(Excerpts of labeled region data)
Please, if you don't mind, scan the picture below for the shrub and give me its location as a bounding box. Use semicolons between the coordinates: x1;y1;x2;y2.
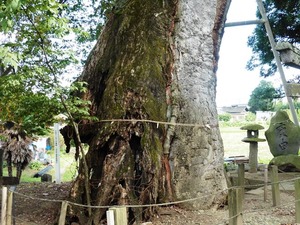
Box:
245;112;256;122
29;161;43;170
218;113;231;122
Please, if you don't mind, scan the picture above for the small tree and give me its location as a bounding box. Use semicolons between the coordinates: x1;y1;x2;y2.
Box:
248;80;282;113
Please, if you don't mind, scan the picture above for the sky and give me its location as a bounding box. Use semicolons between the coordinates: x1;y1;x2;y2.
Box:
217;0;295;107
217;0;261;107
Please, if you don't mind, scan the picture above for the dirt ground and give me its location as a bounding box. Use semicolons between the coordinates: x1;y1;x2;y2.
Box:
2;171;300;225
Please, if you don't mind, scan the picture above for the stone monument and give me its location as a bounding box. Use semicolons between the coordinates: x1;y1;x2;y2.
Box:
265;111;300;157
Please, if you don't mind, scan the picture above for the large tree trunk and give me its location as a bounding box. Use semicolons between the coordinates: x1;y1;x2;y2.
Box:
62;0;229;224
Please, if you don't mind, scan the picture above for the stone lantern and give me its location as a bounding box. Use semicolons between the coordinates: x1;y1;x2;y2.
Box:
241;124;266;173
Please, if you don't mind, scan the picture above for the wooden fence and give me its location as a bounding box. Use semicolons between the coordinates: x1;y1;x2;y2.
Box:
1;164;300;225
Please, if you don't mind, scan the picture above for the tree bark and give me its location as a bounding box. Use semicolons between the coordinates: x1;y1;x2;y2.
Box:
62;0;228;224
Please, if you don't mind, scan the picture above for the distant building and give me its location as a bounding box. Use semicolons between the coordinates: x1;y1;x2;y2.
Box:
256;111;275;122
218;104;249;121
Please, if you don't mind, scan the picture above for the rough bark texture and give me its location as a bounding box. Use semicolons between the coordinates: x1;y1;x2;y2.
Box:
62;0;227;224
171;0;230;208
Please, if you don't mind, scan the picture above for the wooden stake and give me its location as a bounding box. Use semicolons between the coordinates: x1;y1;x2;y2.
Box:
1;186;7;225
111;207;128;225
264;165;268;202
6;190;13;225
238;163;245;199
271;165;280;206
58;201;68;225
228;188;243;225
295;179;300;223
106;209;115;225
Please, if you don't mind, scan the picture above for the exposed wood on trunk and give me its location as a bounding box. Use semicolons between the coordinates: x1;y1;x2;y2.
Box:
62;0;227;224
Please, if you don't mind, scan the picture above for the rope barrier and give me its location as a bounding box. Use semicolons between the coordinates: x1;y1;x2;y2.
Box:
5;166;300;224
85;119;219;129
12;174;300;209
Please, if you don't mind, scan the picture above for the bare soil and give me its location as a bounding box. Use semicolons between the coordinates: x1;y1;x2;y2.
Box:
2;171;295;225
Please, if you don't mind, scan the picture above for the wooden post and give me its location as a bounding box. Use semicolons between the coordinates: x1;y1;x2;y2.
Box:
271;165;280;206
54;123;60;184
1;186;7;225
295;179;300;223
256;0;299;126
264;165;268;202
238;163;245;199
228;188;243;225
111;207;128;225
6;190;13;225
106;209;115;225
58;201;68;225
249;142;258;173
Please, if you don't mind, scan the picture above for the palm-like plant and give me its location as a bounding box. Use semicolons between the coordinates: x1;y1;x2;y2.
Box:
2;123;33;180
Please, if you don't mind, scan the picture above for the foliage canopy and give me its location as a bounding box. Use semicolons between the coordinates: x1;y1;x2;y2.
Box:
247;0;300;77
0;0;114;135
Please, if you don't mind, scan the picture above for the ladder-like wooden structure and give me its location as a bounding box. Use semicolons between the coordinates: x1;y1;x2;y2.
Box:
225;0;300;126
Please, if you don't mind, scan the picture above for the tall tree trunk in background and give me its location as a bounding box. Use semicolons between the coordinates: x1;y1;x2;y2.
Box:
62;0;230;224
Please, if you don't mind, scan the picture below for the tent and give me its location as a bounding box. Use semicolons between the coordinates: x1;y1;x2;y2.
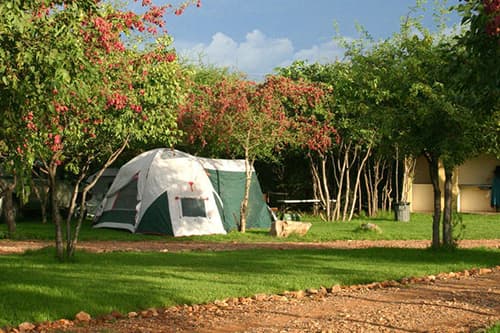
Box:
94;148;271;236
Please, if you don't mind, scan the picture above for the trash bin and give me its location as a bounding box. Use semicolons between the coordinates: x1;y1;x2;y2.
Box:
394;202;410;222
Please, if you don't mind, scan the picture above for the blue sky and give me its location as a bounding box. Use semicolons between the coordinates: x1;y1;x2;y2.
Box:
138;0;459;80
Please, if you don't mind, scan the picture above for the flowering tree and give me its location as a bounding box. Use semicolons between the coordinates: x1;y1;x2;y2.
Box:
0;0;193;259
178;76;330;232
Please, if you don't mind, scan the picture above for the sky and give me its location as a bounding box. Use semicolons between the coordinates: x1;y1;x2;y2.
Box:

Exercise objective - Reproduce all of the data above line for line, with no changes, and leave the pictures out.

Response -
Please, if you don't mind, scan the picture below for the shrub and give me its location as a bounding box. Use semicolons between the coordinates: x1;y1;x2;y2.
Box:
245;112;256;122
29;161;43;170
218;113;231;122
Please, if you don't mind, scan the picture above for the small tree and give me its location as a bounding box. Use semicolons between the coordinates: x1;y1;x2;y2.
Box:
248;80;282;113
Please, if you don't mind, scan the picture above for the sky and give me its location as a bounding box. Use semicolons between the coordinates: x1;y1;x2;y2.
Box:
217;0;295;107
217;0;261;107
Please, if you don't mind, scan the picture above for the dirt ground and give me its location as a bounding box. Use semicolons between the coordinates: x1;y1;x2;y2.
Box:
2;171;300;225
Please, if you don't mind, scan the picture above for the stone monument and give me its location as a bounding box. Use semicolons between the coordinates: x1;y1;x2;y2.
Box:
265;111;300;157
Please, if you don't mind, scan the picture above for the large tree trunk and give me its location as a bounding box. Use semicolons between the coordinates: x1;y1;x2;y2.
Box:
62;0;229;224
Please, if you don't mind, scan the picture above for the stone lantern and give me its location as a bounding box. Use semicolons between the coordinates: x1;y1;x2;y2.
Box:
241;124;266;173
Please, if you don't mind, scan the picture above for the wooden fence and give me its location as a bounding box. Use semicolons between the coordinates: x1;y1;x2;y2.
Box:
1;164;300;225
Please, if you don't mind, scan the picture above for the tree bark and give me its location as a bounding box. Use semicolons between the coordinates: x1;y1;x2;y2.
Box:
62;0;228;224
Please, if you don't mind, scan the picture above for the distant building and give me its location as a bounding box. Use semicolons between the coordinates: x1;y1;x2;y2.
Box:
256;111;275;122
218;104;249;121
Please, if you don't mind, scan the picture above for the rough bark texture and give me its location as a bounding box. Use semicolons between the coordinates: x1;y1;x2;y2.
Box:
62;0;227;224
171;0;230;208
Please, if you don't mind, scan the picture above for the wooden stake and give me its location as a bounding box. Use semicolons between the coordinates: x1;y1;x2;y2.
Box:
1;186;7;225
111;207;128;225
264;165;268;202
6;190;13;225
238;163;245;199
271;165;280;206
58;201;68;225
228;188;243;225
295;179;300;223
106;209;115;225
Please, if you don't mind, scan the picture above for the exposed wood on trunk and give me its location as a bounding box. Use semicolons between the coordinates: x1;y1;x2;y2.
Box:
62;0;227;224
Please, if you don't mind, scan the picture above for the rope barrier and give me its location as a bounding box. Use semicolons between the coordinates: x1;y1;x2;y2.
Box:
5;166;300;224
85;119;219;129
12;174;300;209
Please, if you don't mind, scan the picture above for the bare soil and give me its location as a bounding box. Use semicolons between the coordinates: x1;y1;x2;y2.
Box:
2;171;295;225
Please, if you don't mind, scan the picture above for the wooden post and give me its location as a bounding box. Use semicolons between the coordinates: x1;y1;x2;y2.
Box:
271;165;280;206
54;123;60;184
1;186;7;225
295;179;300;223
256;0;299;126
264;165;268;202
238;163;245;199
228;188;243;225
111;207;128;225
6;190;13;225
106;209;115;225
58;201;68;225
249;142;258;173
Please, if you don't mind, scan the picture above for the palm-like plant and give me its location as a bounding box. Use semicolons between the coordinates: x1;y1;x2;y2.
Box:
2;123;33;180
Please, if you don't mind, scan the picture above for the foliage canopy and give me its location as a bounding box. Use semicolons between the coordinates: x1;y1;x2;y2.
Box:
247;0;300;77
0;0;114;135
Please, if you don't mind, scan the picture above for the ladder-like wooden structure and give me its location as a bounding box. Use semicolons between the coordinates: x1;y1;x2;y2.
Box:
225;0;300;126
Please, if you don't mind, scan the picture above for the tall tree trunk in background and give me its location as a bounding box. Use semicolons between the coordinates: x1;y1;x2;y2.
Box:
62;0;230;224
Please, if you don't mind, scan the picture below for the tent and give me its location as a bounding box. Use semicolons between the coordinates: x1;y1;x2;y2.
Box:
94;148;271;236
Please, if you don't mind, scan the picture above for the trash bin and give me its location as a bounding box. Use semicolons between the coordinates: x1;y1;x2;y2.
Box:
394;202;410;222
Please, if you don't mind, scan the picture above for the blue sky and give me its location as a bounding box. Use semicolons between the coordinates: x1;y1;x2;y2.
Box:
138;0;459;80
Please, if you don't mind, scan the picture above for the flowering tree and give me its location as a bounding box. Use semicolons between the coordinates: x1;y1;x2;y2.
Box:
0;0;193;259
178;76;330;232
Please, if you don't mind, scan the picture above for the sky and give me its location as a bounding box. Use semicolons between the coordinates: x1;y1;x2;y2.
Box:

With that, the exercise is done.